> BRIEF
Your reply should be the complete data, reproduced exactly.

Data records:
Segment Open

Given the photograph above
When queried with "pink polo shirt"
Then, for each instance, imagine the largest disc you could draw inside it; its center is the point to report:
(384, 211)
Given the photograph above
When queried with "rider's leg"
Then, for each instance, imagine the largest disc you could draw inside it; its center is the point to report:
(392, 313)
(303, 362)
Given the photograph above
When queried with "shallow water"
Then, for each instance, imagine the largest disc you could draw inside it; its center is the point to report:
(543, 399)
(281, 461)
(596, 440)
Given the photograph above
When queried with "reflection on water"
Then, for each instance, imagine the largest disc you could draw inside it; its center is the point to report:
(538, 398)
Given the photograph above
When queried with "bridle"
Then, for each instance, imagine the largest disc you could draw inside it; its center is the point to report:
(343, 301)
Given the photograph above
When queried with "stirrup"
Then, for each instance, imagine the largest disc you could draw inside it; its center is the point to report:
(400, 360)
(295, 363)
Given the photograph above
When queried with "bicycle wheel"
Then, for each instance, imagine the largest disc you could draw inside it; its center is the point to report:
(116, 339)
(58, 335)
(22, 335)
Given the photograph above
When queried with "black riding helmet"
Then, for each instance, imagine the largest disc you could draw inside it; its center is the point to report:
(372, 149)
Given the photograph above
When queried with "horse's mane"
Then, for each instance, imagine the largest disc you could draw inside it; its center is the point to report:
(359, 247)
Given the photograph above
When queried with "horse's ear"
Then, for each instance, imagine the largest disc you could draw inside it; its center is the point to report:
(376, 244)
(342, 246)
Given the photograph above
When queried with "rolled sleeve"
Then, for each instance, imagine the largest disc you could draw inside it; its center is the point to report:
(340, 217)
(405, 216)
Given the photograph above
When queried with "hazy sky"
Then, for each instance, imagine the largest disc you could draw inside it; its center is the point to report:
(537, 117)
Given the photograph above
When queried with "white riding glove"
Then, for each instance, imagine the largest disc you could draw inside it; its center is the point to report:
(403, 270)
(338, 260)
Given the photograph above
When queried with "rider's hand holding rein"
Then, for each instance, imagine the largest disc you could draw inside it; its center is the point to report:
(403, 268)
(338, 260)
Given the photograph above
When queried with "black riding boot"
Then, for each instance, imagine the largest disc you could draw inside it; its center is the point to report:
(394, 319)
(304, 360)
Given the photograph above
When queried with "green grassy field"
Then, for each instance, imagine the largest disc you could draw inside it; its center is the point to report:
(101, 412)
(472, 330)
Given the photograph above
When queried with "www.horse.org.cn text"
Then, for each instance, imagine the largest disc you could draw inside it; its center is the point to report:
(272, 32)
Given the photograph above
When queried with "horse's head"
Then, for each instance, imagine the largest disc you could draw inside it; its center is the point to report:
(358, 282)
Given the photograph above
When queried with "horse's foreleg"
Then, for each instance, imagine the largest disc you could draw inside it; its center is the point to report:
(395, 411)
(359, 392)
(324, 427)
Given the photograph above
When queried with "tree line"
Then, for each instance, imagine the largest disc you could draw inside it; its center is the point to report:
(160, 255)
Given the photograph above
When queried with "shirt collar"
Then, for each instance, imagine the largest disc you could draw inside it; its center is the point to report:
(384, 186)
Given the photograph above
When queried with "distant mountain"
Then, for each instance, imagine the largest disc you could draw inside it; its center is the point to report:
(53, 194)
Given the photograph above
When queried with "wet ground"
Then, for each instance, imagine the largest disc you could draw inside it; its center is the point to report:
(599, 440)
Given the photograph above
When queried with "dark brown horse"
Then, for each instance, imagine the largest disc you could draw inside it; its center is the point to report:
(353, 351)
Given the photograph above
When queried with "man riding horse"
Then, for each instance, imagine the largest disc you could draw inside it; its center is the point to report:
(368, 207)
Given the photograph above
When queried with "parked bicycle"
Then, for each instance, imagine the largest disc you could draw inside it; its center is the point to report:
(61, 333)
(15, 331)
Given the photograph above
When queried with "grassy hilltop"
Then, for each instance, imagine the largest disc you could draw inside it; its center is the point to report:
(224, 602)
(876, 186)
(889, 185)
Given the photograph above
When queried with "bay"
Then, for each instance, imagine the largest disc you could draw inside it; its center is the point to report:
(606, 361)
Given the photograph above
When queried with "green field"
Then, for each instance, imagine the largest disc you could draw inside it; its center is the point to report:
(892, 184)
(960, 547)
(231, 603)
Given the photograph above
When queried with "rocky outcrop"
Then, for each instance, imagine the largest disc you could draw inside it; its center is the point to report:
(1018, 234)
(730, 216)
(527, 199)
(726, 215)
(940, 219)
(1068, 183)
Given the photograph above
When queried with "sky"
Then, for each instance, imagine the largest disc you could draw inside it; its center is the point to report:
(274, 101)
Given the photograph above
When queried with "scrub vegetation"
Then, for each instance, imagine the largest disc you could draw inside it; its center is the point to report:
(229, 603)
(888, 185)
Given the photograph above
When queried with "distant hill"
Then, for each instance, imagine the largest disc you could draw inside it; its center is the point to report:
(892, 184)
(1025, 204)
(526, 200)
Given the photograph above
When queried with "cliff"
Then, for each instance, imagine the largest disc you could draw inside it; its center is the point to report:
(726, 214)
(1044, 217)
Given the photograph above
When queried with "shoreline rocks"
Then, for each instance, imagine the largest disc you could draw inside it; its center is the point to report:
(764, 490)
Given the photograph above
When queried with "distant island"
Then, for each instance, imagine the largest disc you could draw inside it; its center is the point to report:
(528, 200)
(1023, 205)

Segment Closed

> EXERCISE ANSWER
Given the photograph above
When queried with "pink polo shirt"
Then, for each instance, imagine the largest disc you could draw inside it; its center is the point to report:
(384, 211)
Given the photograph above
When queried with "rider's leg"
Then, for each instance, imagine the largest disc you could draw inside it; its center is the point to report:
(392, 313)
(303, 362)
Given the photograph above
When queried with "shallow water"
Then, for each instance, imagine the largest disc you could draw inside it; its center is the point to report:
(543, 399)
(281, 461)
(596, 440)
Given the photograph above
When queried with "reflection on water"
Then, for each instance, imagine the largest disc you could draw inside it; its center is the point to report:
(538, 398)
Given the photograph above
When queried with "bridle"
Then, for each instance, imagine the largest disc you could draw inside it; its center is the point to report:
(343, 301)
Given the photograph above
When queried with "stirrup"
Then, for each instance, imagine the largest disc you could draw inside it; its center is the point to report:
(400, 360)
(295, 363)
Given the photograph above
When queried with "bicycle wheel"
Then, for each instance, imagine the largest disc you could draw inside it; its center is the point to report:
(116, 339)
(58, 335)
(22, 335)
Given the photograph above
When queried with "black riding helmet"
Then, for each instance, imagine the largest disc you could draw inside it; its center is the point to report:
(372, 149)
Given the photograph above
When queried with "horse's mane"
Then, for each instance, imagine the largest disc you could draw inside it; its center is the point to report:
(359, 247)
Given the photograph above
When queried with "horse's ear"
Then, for each instance, imagine the largest disc you could draw inside it; its center is the point to report:
(376, 244)
(342, 246)
Given the photograph above
When queried with "rolled sleeve"
Then, for each instance, imagine the largest disc you could draw inside it; its center is the point to report:
(340, 217)
(405, 216)
Given the photograph above
When queried with "hazy sky"
Then, for each instance, imagine the largest disc you could draw inside it; its center is the point to report:
(537, 117)
Given the photograph above
When queried with "white riding glove"
Then, for each instance, imagine the largest disc you could draw inside it; its center is the point to report:
(403, 270)
(338, 260)
Given the photograph above
When queried with "rider's hand holding rein"
Then, for each instance, imagine the largest disc you could draw inside it; its center is the point to report:
(403, 268)
(338, 260)
Given the photograph above
When queried with "black riding boot"
Then, for each instance, imagine the largest disc you could draw inside it; its center is the point to report:
(394, 319)
(304, 360)
Given the photograph above
When queried with "green grassy field"
Then, for each instance, imagine the largest disc you could draw inside it; its center is the point to report:
(101, 412)
(472, 330)
Given the photograph above
When queried with "www.horse.org.cn text"
Then, for each instance, imagine the largest disc you could draw inside it; its center is the point to report:
(272, 32)
Given the photograph above
When queried with "horse's head"
Then, for each instance, imagine the largest disc you could draw inside it; its center is the point to report:
(358, 282)
Given the photograph above
When queried with "horse's foreleg"
Then, for each instance, imagine the largest disc you could draw inside it; its center is the point to report:
(395, 411)
(359, 392)
(324, 427)
Given the photograph above
When queried with "tree line"
Then, for each instance, imagine the largest disc you could draw inside it; its center is the point to report:
(160, 255)
Given the photograph above
When queried with "shirt collar"
Then, for each instance, imagine the largest disc you could draw inside it; its center is the point to report:
(384, 186)
Given the photograph above
When queried with "distant mountain"
Then, for each instance, imagine the largest disc you could draw inside it; its center is the point to report:
(53, 194)
Given the photograph above
When queried with "wet ground"
Then, for each instance, imagine the largest disc you could draw inside it; its center is the point to report:
(599, 440)
Given the photograph above
When queried with "dark brown horse"
Then, for each instance, imagine the largest disc you could draw inside it; its center is the point to report:
(353, 351)
Given the photograph above
When queried with "man riding horse"
Then, for each instance, imagine the largest disc you could draw inside it; its center is the point to report:
(368, 207)
Given the photograph above
When queried with "parked bicycle"
Then, for each instance, imagine the largest disc you could draw inside it; its center is the point to report:
(61, 333)
(15, 331)
Given the photograph above
When queried with "grassy hilltop"
Then, for each instance, imagine the largest disc you could draw inside it; its center is the point to report:
(224, 602)
(876, 186)
(889, 185)
Given the photograph above
When queried with "bay"
Then, for each instance, imagine the largest disc you could draw inside it; its center is the point to report:
(606, 361)
Given the photograph above
When queried with "green field"
Then, for each instance, imagine the largest disc you could draw inside it; its center is the point to report:
(892, 184)
(960, 547)
(231, 603)
Given the photograph above
When queried with "rocky outcrop"
Then, for each instance, imagine the largest disc you could draw inside it; its center is the point to report:
(1018, 234)
(730, 216)
(527, 199)
(726, 215)
(940, 219)
(1068, 183)
Given the photograph above
When queried with "sky"
Then, for each instance, imagine the largest disc you could draw inside it; its center is the point to report:
(274, 101)
Given the photograph above
When queried with "scrub vegetation"
Then, for each instance, imagine the largest disc you could draw inside it; its center is the point to report:
(229, 603)
(888, 185)
Given the photograph above
When queried with "distant hill"
Then, for each instance, imagine the largest disc you could draw inside it; its center is the point to report:
(892, 184)
(1025, 204)
(526, 200)
Given the photograph above
When queried with "cliff"
Then, for each instance, imagine the largest disc you could draw inside it; its center is the point to report:
(726, 214)
(1044, 217)
Given the photograph above
When queried with "shoreline rocks"
Then, for each instance, imagine the largest disc you could draw inside it; its center is the point to report:
(764, 490)
Given the photograph above
When queried with "distant island"
Then, for each instance, imagine the largest disc you could draw inside it; its center is the point to report:
(528, 200)
(1023, 205)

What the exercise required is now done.